* Exercise instructions *
Return the whole of the data exactly.

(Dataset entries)
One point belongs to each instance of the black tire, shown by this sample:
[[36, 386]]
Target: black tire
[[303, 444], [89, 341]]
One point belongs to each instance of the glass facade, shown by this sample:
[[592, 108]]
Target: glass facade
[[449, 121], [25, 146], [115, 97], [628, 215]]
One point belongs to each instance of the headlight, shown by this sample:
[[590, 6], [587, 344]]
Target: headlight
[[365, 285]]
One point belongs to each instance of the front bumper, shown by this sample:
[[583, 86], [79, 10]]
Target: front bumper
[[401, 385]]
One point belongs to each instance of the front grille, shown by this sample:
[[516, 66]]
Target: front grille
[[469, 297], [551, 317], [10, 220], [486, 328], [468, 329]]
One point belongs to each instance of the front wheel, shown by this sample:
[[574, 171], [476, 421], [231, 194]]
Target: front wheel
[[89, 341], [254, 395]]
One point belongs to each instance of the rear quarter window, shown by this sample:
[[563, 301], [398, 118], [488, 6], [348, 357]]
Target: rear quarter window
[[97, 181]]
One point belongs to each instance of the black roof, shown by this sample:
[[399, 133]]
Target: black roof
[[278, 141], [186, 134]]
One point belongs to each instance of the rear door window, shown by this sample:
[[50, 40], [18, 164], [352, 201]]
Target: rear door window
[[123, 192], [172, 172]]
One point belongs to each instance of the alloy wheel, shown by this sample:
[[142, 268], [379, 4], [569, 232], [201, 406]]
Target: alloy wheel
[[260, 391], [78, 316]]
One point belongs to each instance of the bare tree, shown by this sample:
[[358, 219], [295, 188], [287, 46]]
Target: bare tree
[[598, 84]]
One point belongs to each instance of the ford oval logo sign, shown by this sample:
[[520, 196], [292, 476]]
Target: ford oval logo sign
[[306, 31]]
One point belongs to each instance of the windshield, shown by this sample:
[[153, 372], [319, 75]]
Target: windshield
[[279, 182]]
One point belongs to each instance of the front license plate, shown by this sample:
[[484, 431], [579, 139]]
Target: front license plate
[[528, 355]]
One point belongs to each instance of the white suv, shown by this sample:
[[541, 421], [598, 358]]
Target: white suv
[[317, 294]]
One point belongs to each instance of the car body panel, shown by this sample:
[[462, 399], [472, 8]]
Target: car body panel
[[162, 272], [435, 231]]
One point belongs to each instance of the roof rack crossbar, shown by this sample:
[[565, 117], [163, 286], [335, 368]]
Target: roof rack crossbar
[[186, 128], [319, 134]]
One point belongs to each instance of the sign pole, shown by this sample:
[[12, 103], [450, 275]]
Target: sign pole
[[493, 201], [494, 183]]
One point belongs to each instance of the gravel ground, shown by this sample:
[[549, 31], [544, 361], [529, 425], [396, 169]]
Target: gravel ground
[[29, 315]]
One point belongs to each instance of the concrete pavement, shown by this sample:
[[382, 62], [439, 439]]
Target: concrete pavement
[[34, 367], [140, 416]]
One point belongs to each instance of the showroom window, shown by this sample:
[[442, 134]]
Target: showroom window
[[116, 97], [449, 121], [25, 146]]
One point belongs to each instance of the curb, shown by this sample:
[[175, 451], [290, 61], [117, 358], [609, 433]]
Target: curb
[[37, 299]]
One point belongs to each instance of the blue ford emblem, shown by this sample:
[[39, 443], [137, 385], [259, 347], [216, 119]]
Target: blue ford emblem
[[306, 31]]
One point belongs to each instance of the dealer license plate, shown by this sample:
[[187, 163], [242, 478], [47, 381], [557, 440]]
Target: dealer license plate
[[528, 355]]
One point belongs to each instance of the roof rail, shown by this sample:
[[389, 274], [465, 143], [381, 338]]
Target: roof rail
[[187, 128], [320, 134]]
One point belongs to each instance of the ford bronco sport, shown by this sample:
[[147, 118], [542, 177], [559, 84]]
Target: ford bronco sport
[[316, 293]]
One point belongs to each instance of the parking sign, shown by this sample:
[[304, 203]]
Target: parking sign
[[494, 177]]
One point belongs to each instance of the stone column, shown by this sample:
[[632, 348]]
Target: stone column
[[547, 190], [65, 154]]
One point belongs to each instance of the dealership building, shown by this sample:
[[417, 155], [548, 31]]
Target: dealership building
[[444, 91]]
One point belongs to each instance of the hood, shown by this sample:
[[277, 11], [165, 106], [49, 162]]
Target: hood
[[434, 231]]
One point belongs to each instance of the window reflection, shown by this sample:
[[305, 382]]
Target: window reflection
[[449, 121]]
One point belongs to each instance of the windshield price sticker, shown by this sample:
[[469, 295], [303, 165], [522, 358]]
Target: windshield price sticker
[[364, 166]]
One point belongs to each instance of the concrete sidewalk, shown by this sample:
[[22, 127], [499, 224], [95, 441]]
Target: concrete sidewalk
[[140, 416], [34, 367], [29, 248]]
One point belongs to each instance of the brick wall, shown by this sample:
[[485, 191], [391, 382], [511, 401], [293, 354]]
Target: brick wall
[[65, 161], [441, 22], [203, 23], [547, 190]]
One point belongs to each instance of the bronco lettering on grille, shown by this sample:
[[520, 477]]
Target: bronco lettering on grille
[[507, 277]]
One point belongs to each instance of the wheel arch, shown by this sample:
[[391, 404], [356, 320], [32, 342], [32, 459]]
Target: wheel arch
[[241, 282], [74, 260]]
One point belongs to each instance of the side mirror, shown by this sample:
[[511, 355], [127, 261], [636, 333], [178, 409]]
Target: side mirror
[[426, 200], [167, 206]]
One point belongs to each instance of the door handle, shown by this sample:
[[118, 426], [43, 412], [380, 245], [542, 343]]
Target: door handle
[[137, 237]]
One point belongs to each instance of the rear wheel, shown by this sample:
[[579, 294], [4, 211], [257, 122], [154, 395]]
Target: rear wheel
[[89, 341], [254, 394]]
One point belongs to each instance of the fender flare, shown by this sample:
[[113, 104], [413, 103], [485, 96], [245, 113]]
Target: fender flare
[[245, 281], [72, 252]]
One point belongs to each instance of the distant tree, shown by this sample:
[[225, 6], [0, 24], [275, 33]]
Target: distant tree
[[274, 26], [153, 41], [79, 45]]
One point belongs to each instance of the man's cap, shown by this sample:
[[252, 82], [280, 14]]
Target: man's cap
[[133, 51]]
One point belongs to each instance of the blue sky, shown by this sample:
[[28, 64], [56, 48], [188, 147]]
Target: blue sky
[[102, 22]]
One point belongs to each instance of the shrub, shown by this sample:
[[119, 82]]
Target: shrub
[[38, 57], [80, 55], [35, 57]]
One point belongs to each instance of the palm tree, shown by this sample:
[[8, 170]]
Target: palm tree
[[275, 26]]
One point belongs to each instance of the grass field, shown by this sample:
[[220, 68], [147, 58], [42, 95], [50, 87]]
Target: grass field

* Output below *
One point belongs to each instance of the black tire, shown by this sample:
[[36, 386]]
Target: black tire
[[303, 444], [89, 341]]
One point belongs to each instance of the glass facade, shown by this sample:
[[592, 108]]
Target: glass facade
[[449, 121], [25, 146], [115, 97], [628, 215]]
One point belongs to each instance of the headlight, shown by this sample:
[[590, 6], [587, 344]]
Target: headlight
[[365, 285]]
One point belongs to each instance of the front bumper, shown by this sample:
[[583, 86], [79, 10]]
Target: front bumper
[[401, 385]]
One point belongs to each instance of the front grille, shown by this sample:
[[516, 66]]
Target: front grille
[[469, 297], [551, 317], [10, 220], [486, 328], [468, 329]]
One point belongs to each instance of the front wheel, shown by this sample:
[[574, 171], [476, 421], [231, 194]]
Target: front wheel
[[89, 341], [254, 395]]
One point belongs to each instance of the rear quarter window, shown by this sample:
[[563, 301], [398, 118], [488, 6], [348, 357]]
Target: rear quarter window
[[97, 181]]
One point belongs to each instance of the black roof, shown by this sample:
[[399, 133]]
Target: black roof
[[278, 141], [186, 134]]
One point belongs to each instance of the rear door window, shown by this sample:
[[50, 40], [18, 164], [352, 201]]
Target: rear door window
[[123, 192], [172, 172]]
One point belongs to each instance of the alloy wheel, shown by this sample:
[[142, 268], [379, 4], [569, 232], [201, 406]]
Target: alloy wheel
[[260, 391], [78, 316]]
One point belongs to each instance of the bare tree, shown by this sample:
[[358, 219], [295, 188], [287, 46]]
Target: bare tree
[[598, 84]]
One point belongs to each instance of the ford oval logo sign, shown by this sample:
[[520, 196], [292, 476]]
Target: ford oval logo sign
[[306, 31]]
One point belongs to each instance of the windshield, shown by this sample:
[[153, 372], [319, 75]]
Target: windshield
[[279, 182]]
One point belongs to each instance of the front license plate, shown by this sample:
[[484, 431], [579, 139]]
Target: front license plate
[[528, 355]]
One point belongs to each instance of the white suv, shown by this sample:
[[541, 421], [598, 358]]
Target: white suv
[[317, 294]]
One point belongs to each instance of the car body panel, shown by this sample:
[[462, 399], [472, 8]]
Target: car body panel
[[162, 272], [435, 231]]
One point belongs to each instance of the roof rack crossbar, shown by this sample:
[[565, 117], [163, 286], [335, 368]]
Target: roof rack crossbar
[[186, 128], [319, 134]]
One point belongs to each instance of the sign pole, shown by this sample:
[[12, 103], [450, 275]]
Target: sign pole
[[493, 201], [494, 183]]
One point belongs to each instance of the gravel ground, shown by this sample:
[[549, 31], [544, 361], [529, 425], [396, 169]]
Target: gravel ground
[[29, 315]]
One point belongs to each instance of the concrete pavement, shown by this sample:
[[382, 62], [439, 439]]
Target: concrete pavement
[[34, 367], [140, 416]]
One point belongs to each instance of the showroom window, shown by this sample:
[[442, 134]]
Target: showroom window
[[116, 97], [449, 121], [25, 146]]
One point belongs to each instance of the curb, shown by this sample:
[[175, 451], [290, 61], [117, 358], [609, 433]]
Target: curb
[[37, 299]]
One point belongs to each instance of the blue ford emblem, shown by this sample:
[[39, 443], [137, 385], [259, 347], [216, 119]]
Target: blue ford emblem
[[306, 31]]
One point belongs to each instance of the dealer license plate, shown by this sample:
[[187, 163], [242, 478], [47, 381], [557, 440]]
Target: dealer license plate
[[528, 355]]
One point belongs to each instance of the roof rail, shown by this sample:
[[389, 274], [465, 143], [381, 338]]
Target: roof rail
[[187, 128], [320, 134]]
One point belongs to each instance of the ford bronco sport, shown by this sample:
[[147, 118], [542, 177], [559, 84]]
Target: ford bronco sport
[[316, 293]]
One point belongs to each instance of the parking sign, shown by this sample:
[[304, 203]]
Target: parking sign
[[494, 177]]
One point belongs to each instance of the stone column, shown by this sample:
[[632, 348]]
Target: stone column
[[547, 190], [65, 154]]
One point belongs to each instance of the dealership building, shown by this sample:
[[417, 155], [548, 31]]
Target: dealership building
[[444, 91]]
One point belongs to each instance of the hood, shown by this sample:
[[277, 11], [165, 106], [49, 162]]
Target: hood
[[434, 231]]
One point belongs to each instance of the window reflection, shown by this sample:
[[305, 382]]
Target: window reflection
[[449, 121]]
One point belongs to each instance of the windshield price sticker, shown by this sample:
[[469, 295], [303, 165], [522, 358]]
Target: windshield price sticker
[[364, 166]]
One point belongs to each instance of the concrete sidewalk, shown by this sample:
[[22, 127], [499, 224], [95, 441]]
Target: concrete sidewalk
[[140, 416], [34, 367], [29, 248]]
One point belongs to each instance of the brick wall, shown by this sample:
[[485, 191], [391, 382], [511, 401], [293, 354]]
Target: brick wall
[[65, 161], [441, 22], [203, 23], [547, 190]]
One point belongs to each instance of the bronco lettering on grille, shown by this sample:
[[520, 477]]
Target: bronco lettering on grille
[[507, 277]]
One point belongs to each instance of the wheel arch, shown by this sample:
[[391, 404], [356, 320], [32, 342], [32, 459]]
Target: wheel arch
[[241, 282], [74, 260]]
One point belongs to each instance of the side mirror, shown by this sample:
[[511, 355], [127, 261], [636, 333], [178, 409]]
Target: side mirror
[[426, 200], [167, 206]]
One point belongs to each instance of the door handle, shown by this sample:
[[118, 426], [43, 412], [380, 245], [542, 343]]
Target: door handle
[[137, 237]]
One point belongs to each instance of the rear wheel, shown by this sample:
[[579, 294], [4, 211], [257, 122], [154, 395]]
Target: rear wheel
[[89, 341], [254, 394]]
One point belongs to each instance of the fender flare, shown by this sample:
[[113, 104], [413, 103], [485, 96], [245, 113]]
Target: fender flare
[[245, 281], [72, 252]]
One point belongs to each instance of the distant tree, shown by this sample:
[[225, 6], [0, 24], [275, 33]]
Target: distant tree
[[274, 26], [153, 41], [79, 45]]
One point belongs to each instance of the man's cap, shown by this sample:
[[252, 82], [280, 14]]
Target: man's cap
[[133, 51]]
One point belongs to each instance of the blue sky, shown by this sample:
[[28, 64], [56, 48], [188, 147]]
Target: blue sky
[[102, 22]]
One point belongs to each instance of the shrub, shown by this sample:
[[119, 82]]
Target: shrub
[[38, 57], [80, 55], [35, 57]]
One point belongs to each instance of the palm tree, shown by this sample:
[[8, 170]]
Target: palm tree
[[275, 26]]
One point belongs to each instance of the grass field, shown by this sample:
[[220, 68], [147, 58], [42, 95], [50, 87]]
Target: grass field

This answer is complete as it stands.